**Texto de origem:**
§
O jornalista Cláudio Humberto, cuja coluna é publicada em diversos jornais do país, se livrou de pagar indenização por danos morais à filha do presidente Luiz Inácio Lula da Silva, Lurian Cordeiro, e ao ex-prefeito de Blumenau (SC), Décio Lima. A decisão é do juiz Luiz Junkes da 1ª Vara Cível do município. Cabe recurso.

Lurian e Décio Lima argumentam que foram ofendidos em notas escritas pelo jornalista. Em uma delas, intitulada “Espírito de Corpo”, Cláudio Humberto dizia que a direção do PT teria de fazer “um esforço enorme para tentar salvar o pescoço de seu prefeito de Blumenau, Décio Lima. Em retribuição ao emprego que ele deu a Lurian, filha de Lula”.

Em outra nota, com o título “Mutretas Petistas”, o jornalista afirmou que o PT andava “irritado com o seu Prefeito de Blumenau (SC), Décio Lima, cujo escalpo está prêmio na Justiça Catarinense”, porque ele era “acusado de irregularidades em geral e de proteger Lurian, a filha de Lula, até com dinheiro”.

Na terceira nota, Cláudio Humberto disse que “Luiz Carlos Nemetz, advogado do prefeito petista de Blumenau Décio Lima, chegou a declarar que seu cliente mora numa ‘casinha velha’. O dr. Nemetz exagerou. A foto obtida pela coluna mostra o prefeito acusado de improbidade ao lado da piscina de sua mansão, que em nada lembra uma ‘casinha velha’. Na garagem, uma perua Volvo.”
§
**Entradas apresentadas:**
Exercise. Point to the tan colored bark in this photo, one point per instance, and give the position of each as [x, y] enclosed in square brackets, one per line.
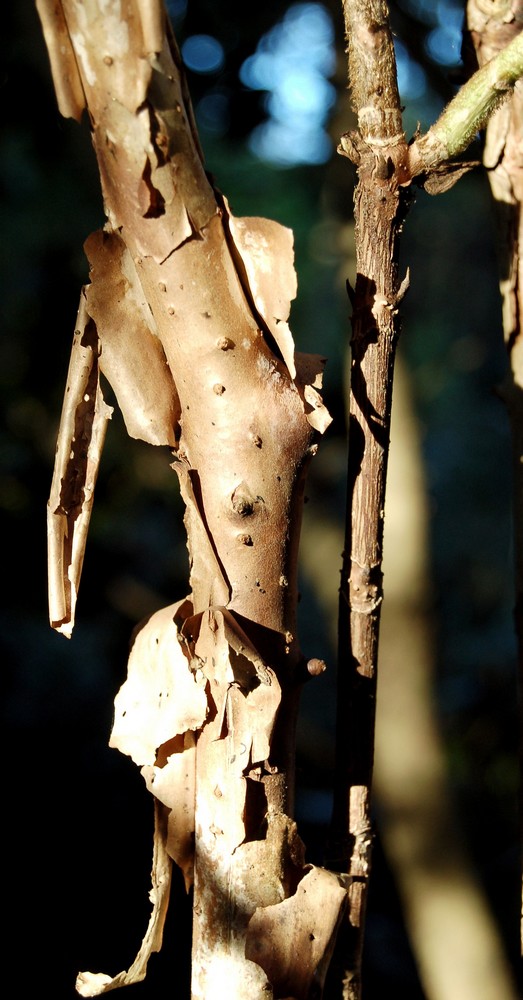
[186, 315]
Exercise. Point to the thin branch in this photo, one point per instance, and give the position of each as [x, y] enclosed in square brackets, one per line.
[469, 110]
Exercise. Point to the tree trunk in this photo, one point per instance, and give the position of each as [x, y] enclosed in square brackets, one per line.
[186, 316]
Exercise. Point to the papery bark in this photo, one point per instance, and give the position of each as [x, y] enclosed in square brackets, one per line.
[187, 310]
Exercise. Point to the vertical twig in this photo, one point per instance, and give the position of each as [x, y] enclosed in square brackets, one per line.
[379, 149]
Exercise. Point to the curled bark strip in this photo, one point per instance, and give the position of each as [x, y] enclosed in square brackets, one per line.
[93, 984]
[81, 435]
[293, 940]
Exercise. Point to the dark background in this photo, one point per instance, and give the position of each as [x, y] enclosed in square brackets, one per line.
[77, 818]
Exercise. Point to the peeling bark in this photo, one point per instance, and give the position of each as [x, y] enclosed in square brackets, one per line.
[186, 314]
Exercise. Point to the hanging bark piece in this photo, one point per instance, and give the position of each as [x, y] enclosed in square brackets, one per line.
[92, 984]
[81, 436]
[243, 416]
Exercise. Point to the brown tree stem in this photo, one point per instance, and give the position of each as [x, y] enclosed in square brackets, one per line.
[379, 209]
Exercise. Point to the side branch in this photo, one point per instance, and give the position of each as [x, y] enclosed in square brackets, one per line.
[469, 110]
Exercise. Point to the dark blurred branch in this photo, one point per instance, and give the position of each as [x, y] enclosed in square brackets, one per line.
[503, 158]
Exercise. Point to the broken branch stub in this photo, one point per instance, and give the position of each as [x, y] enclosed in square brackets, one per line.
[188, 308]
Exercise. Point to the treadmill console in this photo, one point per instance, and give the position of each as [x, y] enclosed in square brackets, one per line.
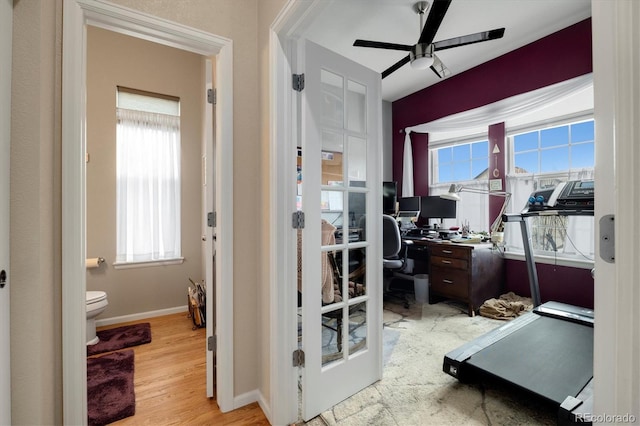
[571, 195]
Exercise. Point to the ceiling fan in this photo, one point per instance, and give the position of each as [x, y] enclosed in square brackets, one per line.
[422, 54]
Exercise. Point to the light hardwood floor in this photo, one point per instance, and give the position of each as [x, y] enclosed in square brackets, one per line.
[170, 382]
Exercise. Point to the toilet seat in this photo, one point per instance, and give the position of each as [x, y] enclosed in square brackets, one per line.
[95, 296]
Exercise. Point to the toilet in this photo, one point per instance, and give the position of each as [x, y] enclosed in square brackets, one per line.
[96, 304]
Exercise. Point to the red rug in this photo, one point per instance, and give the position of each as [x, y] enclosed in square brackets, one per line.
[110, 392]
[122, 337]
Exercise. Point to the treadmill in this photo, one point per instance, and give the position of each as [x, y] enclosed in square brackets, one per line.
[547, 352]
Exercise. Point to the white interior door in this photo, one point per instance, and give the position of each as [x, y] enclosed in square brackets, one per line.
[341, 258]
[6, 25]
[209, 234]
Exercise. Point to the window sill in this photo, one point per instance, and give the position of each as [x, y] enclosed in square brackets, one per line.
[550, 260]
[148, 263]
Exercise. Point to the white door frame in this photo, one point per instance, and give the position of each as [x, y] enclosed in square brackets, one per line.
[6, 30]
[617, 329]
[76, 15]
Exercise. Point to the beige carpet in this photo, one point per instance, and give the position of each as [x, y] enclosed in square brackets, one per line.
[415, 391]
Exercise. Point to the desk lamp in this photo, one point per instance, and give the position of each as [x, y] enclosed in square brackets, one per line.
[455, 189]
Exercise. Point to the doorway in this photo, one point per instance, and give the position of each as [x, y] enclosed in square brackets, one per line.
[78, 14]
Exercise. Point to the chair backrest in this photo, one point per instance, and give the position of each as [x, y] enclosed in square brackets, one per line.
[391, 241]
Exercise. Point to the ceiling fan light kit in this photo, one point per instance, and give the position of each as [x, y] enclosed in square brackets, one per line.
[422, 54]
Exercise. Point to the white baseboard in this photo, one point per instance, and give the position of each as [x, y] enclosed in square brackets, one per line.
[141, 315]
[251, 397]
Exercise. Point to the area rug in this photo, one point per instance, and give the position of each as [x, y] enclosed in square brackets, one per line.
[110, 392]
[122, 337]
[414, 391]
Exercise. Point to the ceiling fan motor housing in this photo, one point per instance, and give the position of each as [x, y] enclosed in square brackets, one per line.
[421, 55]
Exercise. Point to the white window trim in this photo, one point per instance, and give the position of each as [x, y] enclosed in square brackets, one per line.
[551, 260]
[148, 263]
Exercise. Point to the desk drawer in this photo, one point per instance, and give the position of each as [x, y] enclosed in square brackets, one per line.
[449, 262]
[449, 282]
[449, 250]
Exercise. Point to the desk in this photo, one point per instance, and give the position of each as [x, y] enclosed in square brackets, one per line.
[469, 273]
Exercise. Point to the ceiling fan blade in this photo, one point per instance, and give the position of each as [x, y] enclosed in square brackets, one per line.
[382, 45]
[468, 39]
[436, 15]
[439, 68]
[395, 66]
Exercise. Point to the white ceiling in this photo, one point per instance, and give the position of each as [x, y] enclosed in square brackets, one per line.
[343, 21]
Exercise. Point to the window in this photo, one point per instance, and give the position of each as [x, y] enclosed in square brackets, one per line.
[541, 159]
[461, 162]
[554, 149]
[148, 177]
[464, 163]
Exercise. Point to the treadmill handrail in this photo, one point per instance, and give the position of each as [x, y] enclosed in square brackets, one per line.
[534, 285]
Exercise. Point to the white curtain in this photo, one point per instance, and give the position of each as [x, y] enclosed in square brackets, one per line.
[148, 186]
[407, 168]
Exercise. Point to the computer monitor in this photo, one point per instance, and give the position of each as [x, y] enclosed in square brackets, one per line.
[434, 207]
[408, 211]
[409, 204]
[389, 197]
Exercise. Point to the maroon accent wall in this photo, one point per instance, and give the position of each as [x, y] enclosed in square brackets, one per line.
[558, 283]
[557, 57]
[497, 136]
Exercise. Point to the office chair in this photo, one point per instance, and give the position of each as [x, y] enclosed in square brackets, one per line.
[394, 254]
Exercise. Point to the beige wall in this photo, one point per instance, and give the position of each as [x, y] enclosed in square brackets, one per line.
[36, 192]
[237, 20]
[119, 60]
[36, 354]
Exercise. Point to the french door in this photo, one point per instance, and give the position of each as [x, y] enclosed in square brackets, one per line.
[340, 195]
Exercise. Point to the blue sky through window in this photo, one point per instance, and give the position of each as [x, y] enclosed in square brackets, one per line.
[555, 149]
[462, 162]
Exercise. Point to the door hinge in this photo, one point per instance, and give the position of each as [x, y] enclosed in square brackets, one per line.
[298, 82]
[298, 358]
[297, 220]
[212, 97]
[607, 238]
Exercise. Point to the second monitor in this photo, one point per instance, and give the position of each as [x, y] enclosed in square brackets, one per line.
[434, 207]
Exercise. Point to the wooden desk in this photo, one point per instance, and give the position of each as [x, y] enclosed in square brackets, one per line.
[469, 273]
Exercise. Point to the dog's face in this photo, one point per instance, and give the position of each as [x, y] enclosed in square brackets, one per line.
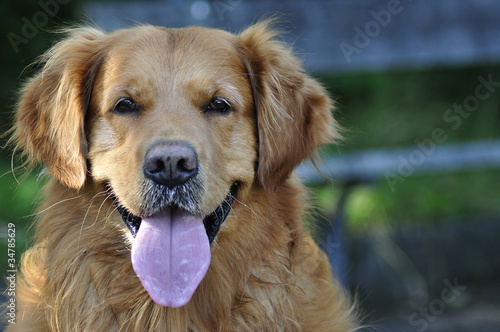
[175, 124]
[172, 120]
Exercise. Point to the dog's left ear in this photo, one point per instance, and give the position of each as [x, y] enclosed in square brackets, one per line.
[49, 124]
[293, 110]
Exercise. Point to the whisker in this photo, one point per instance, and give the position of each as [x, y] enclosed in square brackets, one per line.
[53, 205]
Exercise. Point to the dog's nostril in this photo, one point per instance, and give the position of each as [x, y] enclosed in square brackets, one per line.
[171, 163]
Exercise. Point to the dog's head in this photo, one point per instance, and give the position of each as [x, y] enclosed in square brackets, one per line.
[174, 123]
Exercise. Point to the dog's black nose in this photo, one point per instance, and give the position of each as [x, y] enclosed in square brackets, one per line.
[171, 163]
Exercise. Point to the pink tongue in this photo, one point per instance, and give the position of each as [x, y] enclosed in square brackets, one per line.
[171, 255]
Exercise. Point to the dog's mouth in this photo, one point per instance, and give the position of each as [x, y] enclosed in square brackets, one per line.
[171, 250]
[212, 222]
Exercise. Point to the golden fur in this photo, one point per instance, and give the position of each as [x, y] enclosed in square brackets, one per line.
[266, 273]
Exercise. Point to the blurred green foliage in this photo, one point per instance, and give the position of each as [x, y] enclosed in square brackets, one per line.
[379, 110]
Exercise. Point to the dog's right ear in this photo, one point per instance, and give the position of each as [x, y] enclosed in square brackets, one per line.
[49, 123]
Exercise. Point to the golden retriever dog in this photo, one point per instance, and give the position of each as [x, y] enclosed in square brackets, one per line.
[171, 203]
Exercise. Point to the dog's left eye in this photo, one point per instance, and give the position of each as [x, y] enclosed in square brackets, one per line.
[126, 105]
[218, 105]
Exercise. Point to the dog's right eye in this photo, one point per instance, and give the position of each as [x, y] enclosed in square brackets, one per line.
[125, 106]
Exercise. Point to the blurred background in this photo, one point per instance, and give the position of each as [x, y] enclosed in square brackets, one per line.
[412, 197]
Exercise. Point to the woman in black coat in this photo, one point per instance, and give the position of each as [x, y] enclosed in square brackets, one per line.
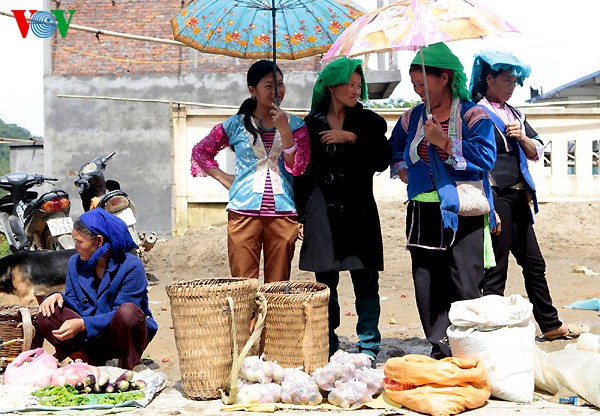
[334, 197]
§
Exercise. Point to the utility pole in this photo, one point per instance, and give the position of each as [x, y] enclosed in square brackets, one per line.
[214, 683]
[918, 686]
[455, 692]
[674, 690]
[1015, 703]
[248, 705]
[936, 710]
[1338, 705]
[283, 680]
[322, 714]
§
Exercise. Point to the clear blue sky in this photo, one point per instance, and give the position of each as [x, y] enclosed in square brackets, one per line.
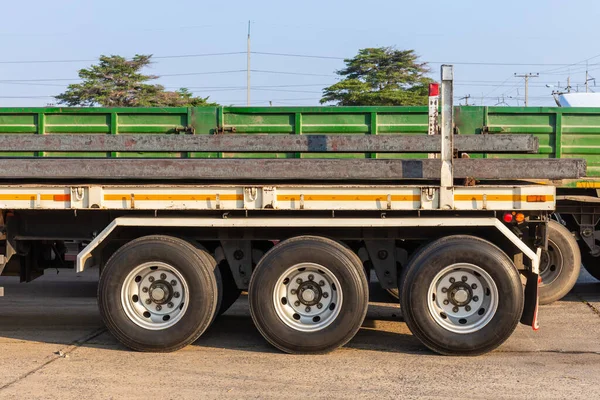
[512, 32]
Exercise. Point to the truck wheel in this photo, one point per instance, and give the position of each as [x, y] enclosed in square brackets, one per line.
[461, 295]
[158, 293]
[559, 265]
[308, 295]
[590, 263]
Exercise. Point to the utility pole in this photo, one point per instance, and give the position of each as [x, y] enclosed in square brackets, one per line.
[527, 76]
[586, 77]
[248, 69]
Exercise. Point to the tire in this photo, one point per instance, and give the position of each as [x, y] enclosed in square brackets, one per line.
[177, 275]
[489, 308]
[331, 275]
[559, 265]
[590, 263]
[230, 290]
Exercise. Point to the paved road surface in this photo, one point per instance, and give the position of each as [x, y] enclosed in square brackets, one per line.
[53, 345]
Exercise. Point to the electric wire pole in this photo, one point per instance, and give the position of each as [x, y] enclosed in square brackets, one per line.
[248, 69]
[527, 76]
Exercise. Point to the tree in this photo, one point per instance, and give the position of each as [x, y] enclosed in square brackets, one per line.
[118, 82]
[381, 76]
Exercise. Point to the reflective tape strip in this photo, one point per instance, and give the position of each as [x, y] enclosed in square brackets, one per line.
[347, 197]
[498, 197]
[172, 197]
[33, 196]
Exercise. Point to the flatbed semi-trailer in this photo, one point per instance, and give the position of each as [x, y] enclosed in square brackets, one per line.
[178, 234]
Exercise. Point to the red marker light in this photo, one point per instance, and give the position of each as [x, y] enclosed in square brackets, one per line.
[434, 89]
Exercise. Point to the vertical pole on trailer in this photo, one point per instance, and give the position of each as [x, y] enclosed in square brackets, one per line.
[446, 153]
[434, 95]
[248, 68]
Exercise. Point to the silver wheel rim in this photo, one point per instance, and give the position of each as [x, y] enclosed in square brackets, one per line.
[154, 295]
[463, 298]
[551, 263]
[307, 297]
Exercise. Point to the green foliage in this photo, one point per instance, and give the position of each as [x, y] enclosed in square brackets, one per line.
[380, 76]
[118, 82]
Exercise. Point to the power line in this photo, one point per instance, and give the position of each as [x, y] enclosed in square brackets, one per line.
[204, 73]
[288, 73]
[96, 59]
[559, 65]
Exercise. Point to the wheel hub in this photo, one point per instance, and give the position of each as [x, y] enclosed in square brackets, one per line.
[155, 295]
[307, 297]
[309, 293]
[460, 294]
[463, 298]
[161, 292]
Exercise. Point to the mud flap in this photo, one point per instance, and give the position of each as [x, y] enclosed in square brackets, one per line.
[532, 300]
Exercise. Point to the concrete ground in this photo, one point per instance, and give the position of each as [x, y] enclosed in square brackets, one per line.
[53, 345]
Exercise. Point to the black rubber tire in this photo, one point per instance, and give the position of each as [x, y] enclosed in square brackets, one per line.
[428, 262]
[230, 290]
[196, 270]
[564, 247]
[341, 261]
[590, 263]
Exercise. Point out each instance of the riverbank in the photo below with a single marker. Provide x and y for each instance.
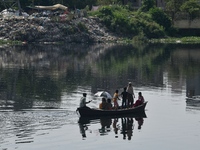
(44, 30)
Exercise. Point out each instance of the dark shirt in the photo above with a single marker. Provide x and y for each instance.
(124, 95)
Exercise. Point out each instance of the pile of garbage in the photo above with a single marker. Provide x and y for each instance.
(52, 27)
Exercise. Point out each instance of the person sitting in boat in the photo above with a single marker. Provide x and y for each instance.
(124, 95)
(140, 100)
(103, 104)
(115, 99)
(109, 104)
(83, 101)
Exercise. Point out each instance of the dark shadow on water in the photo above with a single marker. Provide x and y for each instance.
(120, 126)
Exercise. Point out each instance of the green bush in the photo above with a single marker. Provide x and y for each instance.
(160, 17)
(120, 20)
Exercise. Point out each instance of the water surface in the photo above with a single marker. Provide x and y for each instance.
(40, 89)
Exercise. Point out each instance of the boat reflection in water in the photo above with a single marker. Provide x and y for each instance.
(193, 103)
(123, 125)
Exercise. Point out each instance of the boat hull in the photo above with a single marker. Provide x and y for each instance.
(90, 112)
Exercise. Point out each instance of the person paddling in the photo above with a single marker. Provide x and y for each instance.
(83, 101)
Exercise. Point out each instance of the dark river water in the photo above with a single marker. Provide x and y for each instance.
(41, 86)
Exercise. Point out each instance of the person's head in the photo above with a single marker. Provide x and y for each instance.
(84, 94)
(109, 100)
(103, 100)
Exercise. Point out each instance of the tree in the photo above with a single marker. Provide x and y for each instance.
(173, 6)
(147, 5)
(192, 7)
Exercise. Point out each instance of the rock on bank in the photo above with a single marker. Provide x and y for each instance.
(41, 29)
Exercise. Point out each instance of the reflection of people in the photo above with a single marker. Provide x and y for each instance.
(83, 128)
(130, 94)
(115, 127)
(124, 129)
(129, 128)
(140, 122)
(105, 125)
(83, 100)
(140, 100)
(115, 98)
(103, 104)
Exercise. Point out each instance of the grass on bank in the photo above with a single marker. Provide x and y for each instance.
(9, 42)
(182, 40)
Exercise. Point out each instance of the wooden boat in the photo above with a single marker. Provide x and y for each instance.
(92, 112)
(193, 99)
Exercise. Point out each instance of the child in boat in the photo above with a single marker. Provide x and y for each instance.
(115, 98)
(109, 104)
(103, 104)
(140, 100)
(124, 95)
§
**Tarefas:**
(a) Liste, uma por linha, todas as pessoas mencionadas pelo nome na notícia sobre a ação de indenização contra o jornalista.
(b) Escreva todas as linhas das entradas que contêm a palavra "surface", diferenciando maiúsculas de minúsculas.

**Respostas:**
(a)
Cláudio Humberto
Luiz Inácio Lula da Silva
Lurian Cordeiro
Décio Lima
Luiz Junkes
Luiz Carlos Nemetz

(b)
Exercise. Point to the paved road surface in this photo, one point per instance, and give the position of each as [x, y] enclosed in square brackets, one per line.
Exercise. Point out each instance of the water surface in the photo above with a single marker. Provide x and y for each instance.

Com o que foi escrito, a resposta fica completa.